#### Exercise objective
Everything from the line containing "Locate each instance of the young" down to the last line of the entries below must be transcribed exactly, and nothing else.

#### Provided material
::::

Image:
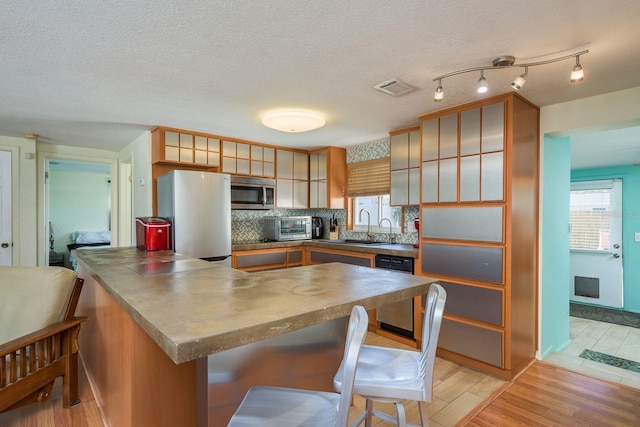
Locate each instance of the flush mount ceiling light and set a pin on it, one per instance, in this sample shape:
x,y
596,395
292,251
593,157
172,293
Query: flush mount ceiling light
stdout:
x,y
506,62
293,121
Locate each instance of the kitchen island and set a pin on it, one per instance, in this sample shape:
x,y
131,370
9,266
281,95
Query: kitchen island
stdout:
x,y
173,340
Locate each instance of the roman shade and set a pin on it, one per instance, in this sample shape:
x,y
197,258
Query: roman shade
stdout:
x,y
369,178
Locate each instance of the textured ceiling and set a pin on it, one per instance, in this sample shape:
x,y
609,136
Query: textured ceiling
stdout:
x,y
98,74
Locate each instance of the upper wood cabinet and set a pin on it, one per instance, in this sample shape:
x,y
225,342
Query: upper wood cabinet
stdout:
x,y
292,179
467,166
187,149
327,178
405,166
244,158
478,229
175,145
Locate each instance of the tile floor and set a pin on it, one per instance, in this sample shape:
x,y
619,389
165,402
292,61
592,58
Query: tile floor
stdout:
x,y
614,340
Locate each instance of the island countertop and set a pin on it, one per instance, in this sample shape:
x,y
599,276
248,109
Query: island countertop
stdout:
x,y
192,308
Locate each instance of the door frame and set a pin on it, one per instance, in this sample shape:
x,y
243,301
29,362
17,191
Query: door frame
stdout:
x,y
615,211
43,194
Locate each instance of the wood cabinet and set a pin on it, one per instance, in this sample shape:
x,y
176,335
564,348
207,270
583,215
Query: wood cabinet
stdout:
x,y
405,166
184,147
327,178
267,259
292,179
478,229
244,158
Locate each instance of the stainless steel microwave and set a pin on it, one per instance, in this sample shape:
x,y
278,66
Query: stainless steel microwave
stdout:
x,y
252,193
284,228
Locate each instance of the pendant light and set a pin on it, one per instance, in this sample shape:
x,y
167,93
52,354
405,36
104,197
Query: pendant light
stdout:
x,y
577,74
483,87
520,80
439,94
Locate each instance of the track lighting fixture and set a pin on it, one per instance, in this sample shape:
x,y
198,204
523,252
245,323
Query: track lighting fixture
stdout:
x,y
520,80
577,74
483,87
506,62
439,95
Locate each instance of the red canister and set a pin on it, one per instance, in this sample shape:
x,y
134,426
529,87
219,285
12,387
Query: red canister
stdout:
x,y
152,234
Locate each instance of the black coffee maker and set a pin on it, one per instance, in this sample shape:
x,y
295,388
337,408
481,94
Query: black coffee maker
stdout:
x,y
317,228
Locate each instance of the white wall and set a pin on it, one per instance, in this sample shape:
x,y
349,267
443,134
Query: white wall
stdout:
x,y
23,198
139,154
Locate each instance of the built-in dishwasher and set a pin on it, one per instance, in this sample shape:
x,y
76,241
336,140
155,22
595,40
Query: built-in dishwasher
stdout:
x,y
396,317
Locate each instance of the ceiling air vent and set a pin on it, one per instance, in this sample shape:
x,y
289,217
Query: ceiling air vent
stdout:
x,y
393,87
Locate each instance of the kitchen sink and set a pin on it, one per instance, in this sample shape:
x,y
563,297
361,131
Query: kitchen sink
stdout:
x,y
356,241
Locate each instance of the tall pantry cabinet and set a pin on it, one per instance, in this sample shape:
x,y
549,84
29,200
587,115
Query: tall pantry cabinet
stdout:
x,y
478,229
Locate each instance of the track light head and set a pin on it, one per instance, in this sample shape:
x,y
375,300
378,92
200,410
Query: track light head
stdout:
x,y
506,62
520,80
439,94
483,87
577,74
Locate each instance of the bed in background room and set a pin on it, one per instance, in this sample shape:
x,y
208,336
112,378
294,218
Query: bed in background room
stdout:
x,y
87,239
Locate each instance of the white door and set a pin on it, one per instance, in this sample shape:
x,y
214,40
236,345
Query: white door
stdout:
x,y
596,242
5,208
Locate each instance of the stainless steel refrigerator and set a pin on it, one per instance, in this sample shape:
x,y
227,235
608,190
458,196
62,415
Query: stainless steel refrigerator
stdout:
x,y
198,204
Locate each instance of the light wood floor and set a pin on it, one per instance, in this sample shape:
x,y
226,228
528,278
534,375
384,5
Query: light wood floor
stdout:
x,y
543,395
548,395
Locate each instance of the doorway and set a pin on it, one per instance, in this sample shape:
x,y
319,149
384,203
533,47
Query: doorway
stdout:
x,y
6,233
596,242
79,206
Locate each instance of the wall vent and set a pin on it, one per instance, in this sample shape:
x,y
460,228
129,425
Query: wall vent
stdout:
x,y
394,87
586,286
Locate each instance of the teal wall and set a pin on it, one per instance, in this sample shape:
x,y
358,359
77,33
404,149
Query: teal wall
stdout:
x,y
630,176
555,245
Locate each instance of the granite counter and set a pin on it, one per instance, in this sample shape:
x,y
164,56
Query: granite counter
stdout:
x,y
171,339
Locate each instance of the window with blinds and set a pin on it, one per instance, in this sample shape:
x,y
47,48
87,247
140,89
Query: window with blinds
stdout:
x,y
368,178
590,219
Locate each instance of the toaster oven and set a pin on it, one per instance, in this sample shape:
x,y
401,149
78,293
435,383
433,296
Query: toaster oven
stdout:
x,y
283,228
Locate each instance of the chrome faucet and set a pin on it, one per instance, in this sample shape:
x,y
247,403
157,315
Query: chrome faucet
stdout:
x,y
369,235
391,236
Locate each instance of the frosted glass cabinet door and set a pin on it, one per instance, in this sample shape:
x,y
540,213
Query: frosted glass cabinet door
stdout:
x,y
448,180
492,176
430,182
430,140
322,165
414,186
470,179
399,150
284,193
400,187
414,149
449,136
284,165
301,166
470,132
300,194
493,127
313,166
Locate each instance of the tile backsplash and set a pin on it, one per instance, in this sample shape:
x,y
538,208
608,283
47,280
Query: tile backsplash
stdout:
x,y
246,225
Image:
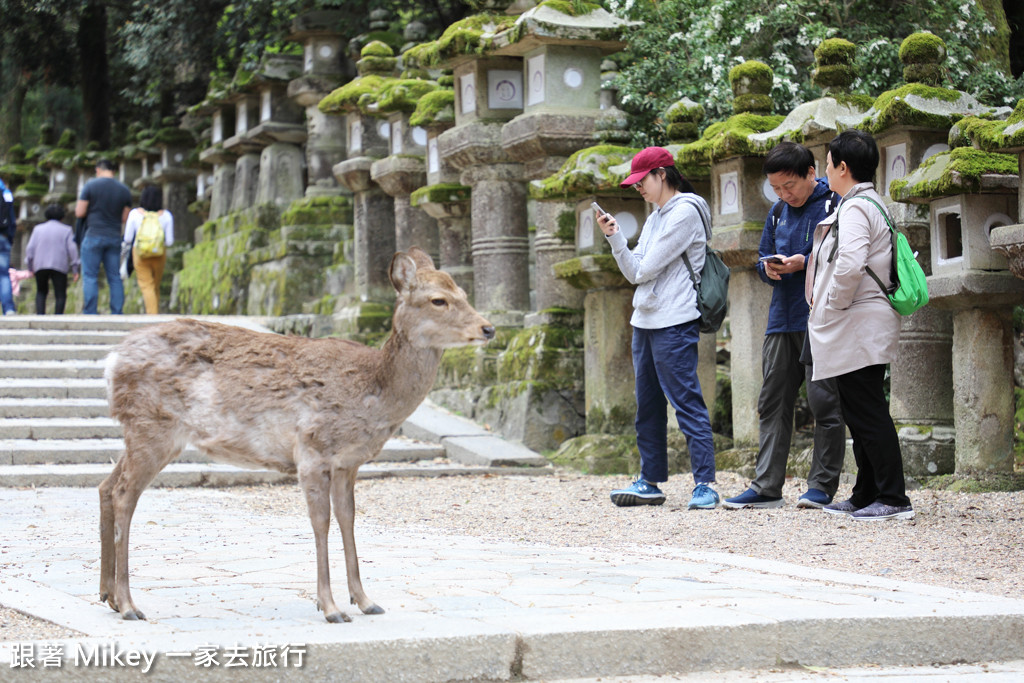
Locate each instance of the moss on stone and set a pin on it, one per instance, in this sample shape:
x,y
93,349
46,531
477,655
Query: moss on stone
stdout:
x,y
402,94
752,77
570,7
377,48
835,51
434,107
923,48
955,172
585,172
893,109
442,193
472,35
346,98
725,138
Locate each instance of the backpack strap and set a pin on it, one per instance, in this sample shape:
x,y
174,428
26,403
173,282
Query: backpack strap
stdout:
x,y
867,268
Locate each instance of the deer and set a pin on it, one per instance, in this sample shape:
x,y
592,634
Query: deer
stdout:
x,y
317,409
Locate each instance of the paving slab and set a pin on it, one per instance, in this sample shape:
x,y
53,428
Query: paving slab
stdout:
x,y
237,587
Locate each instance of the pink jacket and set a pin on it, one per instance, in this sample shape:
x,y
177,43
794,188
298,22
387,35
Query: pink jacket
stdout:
x,y
852,324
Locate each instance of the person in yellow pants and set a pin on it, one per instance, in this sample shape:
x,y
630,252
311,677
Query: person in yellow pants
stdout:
x,y
150,269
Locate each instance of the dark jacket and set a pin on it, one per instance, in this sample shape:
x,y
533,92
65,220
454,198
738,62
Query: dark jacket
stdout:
x,y
794,235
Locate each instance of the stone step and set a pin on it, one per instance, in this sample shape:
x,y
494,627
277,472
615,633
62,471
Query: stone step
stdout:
x,y
52,388
52,351
59,428
51,369
53,408
200,474
104,338
103,451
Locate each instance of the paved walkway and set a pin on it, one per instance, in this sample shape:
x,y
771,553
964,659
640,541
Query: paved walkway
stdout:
x,y
226,594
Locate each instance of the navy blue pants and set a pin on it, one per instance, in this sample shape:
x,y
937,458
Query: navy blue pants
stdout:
x,y
666,365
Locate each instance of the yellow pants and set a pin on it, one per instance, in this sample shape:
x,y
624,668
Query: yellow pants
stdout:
x,y
150,270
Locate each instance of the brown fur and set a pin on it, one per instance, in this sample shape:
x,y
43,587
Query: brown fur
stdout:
x,y
316,408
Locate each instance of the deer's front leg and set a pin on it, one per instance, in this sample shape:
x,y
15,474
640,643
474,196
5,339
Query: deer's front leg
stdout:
x,y
316,486
343,495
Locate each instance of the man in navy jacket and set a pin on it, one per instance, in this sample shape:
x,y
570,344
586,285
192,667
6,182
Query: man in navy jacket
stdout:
x,y
785,243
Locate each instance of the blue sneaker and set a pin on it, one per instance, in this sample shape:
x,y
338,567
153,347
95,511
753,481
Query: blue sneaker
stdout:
x,y
705,498
814,498
638,493
752,499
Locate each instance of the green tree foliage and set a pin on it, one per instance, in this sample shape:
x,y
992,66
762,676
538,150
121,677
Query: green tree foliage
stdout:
x,y
686,48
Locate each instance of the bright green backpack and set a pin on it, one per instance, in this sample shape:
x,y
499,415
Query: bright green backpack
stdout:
x,y
909,289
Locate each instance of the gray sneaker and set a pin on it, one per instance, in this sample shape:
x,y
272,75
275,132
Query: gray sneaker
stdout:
x,y
841,508
878,510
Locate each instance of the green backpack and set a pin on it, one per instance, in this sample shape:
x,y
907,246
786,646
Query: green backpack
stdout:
x,y
909,289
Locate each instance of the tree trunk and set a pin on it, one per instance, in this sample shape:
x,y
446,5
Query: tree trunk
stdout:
x,y
10,115
95,73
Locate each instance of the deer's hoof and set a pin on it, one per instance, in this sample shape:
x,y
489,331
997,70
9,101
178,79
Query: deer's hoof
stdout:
x,y
338,617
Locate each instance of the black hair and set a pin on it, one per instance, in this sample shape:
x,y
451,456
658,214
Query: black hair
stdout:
x,y
791,158
152,199
676,179
859,151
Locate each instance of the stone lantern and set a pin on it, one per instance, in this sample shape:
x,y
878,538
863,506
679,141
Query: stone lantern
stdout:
x,y
368,139
175,177
739,206
487,93
221,126
403,170
443,197
325,68
814,124
561,78
970,193
246,150
281,129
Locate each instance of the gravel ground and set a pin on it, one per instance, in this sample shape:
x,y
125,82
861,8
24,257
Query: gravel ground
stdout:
x,y
963,541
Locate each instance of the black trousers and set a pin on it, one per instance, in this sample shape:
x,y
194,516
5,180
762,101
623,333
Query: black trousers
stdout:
x,y
43,280
876,445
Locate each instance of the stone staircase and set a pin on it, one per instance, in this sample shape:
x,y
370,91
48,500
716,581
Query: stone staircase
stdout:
x,y
55,428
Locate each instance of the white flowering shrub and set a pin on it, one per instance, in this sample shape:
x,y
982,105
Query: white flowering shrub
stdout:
x,y
687,47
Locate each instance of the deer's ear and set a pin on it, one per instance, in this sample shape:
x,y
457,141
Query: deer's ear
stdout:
x,y
402,271
422,258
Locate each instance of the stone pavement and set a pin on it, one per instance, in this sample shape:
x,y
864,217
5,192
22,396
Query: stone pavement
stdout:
x,y
227,594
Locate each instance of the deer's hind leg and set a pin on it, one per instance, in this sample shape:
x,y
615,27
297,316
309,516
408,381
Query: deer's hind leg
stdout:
x,y
343,496
139,464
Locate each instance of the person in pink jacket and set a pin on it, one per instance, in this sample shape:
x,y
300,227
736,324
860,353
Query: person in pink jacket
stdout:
x,y
853,329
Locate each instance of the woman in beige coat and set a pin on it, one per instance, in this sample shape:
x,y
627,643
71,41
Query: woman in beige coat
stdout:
x,y
853,330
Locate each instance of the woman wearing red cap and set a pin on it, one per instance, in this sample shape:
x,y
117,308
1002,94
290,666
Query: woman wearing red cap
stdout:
x,y
666,327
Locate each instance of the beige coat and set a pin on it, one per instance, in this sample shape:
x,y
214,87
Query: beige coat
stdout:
x,y
852,324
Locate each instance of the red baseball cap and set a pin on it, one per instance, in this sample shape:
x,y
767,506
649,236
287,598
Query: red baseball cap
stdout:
x,y
645,162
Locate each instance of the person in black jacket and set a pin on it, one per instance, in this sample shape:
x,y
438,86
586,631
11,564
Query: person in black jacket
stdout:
x,y
785,242
7,226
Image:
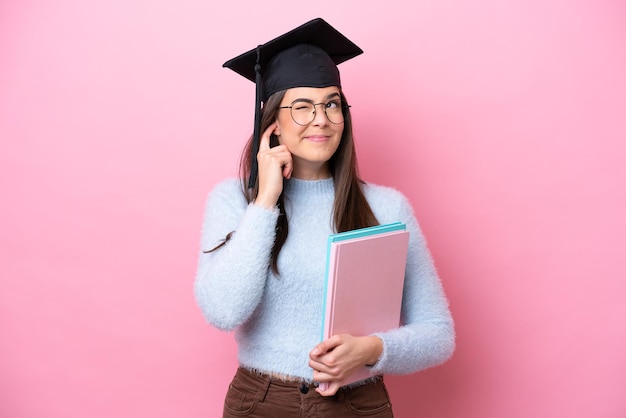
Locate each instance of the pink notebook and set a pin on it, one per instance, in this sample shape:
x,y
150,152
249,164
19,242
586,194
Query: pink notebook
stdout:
x,y
364,282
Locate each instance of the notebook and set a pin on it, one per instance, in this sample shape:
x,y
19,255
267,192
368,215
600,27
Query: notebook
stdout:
x,y
364,281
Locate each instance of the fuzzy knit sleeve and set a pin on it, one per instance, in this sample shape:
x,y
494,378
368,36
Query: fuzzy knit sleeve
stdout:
x,y
426,337
230,281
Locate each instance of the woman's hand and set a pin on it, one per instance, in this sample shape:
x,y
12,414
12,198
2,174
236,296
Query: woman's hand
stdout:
x,y
336,358
274,164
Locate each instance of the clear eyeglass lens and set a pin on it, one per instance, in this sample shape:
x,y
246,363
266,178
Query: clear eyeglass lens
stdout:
x,y
303,113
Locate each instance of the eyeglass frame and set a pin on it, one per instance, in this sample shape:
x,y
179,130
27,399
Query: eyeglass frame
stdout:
x,y
343,107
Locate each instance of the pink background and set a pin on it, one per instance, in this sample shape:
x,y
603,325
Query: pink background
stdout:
x,y
504,122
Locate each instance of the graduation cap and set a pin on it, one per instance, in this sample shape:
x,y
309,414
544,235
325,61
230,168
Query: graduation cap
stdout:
x,y
306,56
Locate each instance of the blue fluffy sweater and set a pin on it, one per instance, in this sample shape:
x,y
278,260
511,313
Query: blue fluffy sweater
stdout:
x,y
277,319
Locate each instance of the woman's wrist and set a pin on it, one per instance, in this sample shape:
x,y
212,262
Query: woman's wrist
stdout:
x,y
376,350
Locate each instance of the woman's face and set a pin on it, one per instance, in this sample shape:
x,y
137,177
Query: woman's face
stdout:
x,y
313,144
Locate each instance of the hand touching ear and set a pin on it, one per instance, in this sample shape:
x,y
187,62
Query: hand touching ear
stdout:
x,y
274,165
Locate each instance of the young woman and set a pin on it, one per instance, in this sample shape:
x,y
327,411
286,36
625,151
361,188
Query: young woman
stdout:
x,y
262,265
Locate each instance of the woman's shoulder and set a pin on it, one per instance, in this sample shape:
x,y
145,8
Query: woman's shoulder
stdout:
x,y
389,204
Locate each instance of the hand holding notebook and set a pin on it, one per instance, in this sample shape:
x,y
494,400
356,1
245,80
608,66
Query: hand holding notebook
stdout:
x,y
364,282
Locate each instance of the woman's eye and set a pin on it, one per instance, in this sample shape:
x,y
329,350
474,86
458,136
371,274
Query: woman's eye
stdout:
x,y
302,107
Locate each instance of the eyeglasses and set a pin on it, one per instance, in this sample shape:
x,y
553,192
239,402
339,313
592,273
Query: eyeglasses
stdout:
x,y
303,111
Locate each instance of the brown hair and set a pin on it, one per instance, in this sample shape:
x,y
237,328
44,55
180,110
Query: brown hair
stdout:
x,y
350,209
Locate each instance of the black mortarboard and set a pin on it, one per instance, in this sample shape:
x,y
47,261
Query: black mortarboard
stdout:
x,y
306,56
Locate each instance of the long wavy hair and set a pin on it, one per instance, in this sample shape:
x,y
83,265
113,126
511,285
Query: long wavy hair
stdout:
x,y
350,209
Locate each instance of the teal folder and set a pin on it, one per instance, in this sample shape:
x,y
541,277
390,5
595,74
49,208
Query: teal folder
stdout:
x,y
364,282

::::

#### Written answer
Locate each instance of the young woman and set a pin on it, one per instance, in this sample shape:
x,y
327,411
286,36
625,151
361,188
Query: young woman
stdout:
x,y
262,265
Locate each instance of the woman's shoulder and set a pin on it, one per instance, in this sample shape:
x,y
145,8
Query: woman's shoulder
stdout:
x,y
389,204
Locate each instance of the hand holding notebook and set a pin on it, one per instance, in this sample shape:
x,y
494,400
356,1
245,80
608,66
Query: hand holding notebook
stdout:
x,y
364,282
Locate each instance of the woman's eye and set a pin on it, one per instance, in this sample shape:
x,y
329,350
474,86
458,136
371,274
Query: woman's eye
stdout:
x,y
302,107
Locate each instance of the eyeglasses and set a pin on it, one per instance, in this sample shape:
x,y
553,192
239,402
339,313
592,273
Query: eyeglasses
stdout:
x,y
303,111
Locate each instance of the brown hair and set a pin on it, one per instance, in this sample shape:
x,y
237,328
44,55
180,110
Query: brown hair
stdout:
x,y
350,209
Locate each instance of the black mortarboard and set a pin on it, one per instance, in this sample shape:
x,y
47,261
Query: black mortarboard
stdout:
x,y
306,56
Locate each instance of the long wavy hair and set a pin on it, one per instance, in this sample shape:
x,y
83,265
113,126
511,285
Query: long wavy hair
stdout:
x,y
350,209
Locate each instance of the teal folder and set a pin on it, one per instance, in this sample shape:
x,y
541,277
390,5
595,74
49,208
Query: teal folder
stdout:
x,y
364,282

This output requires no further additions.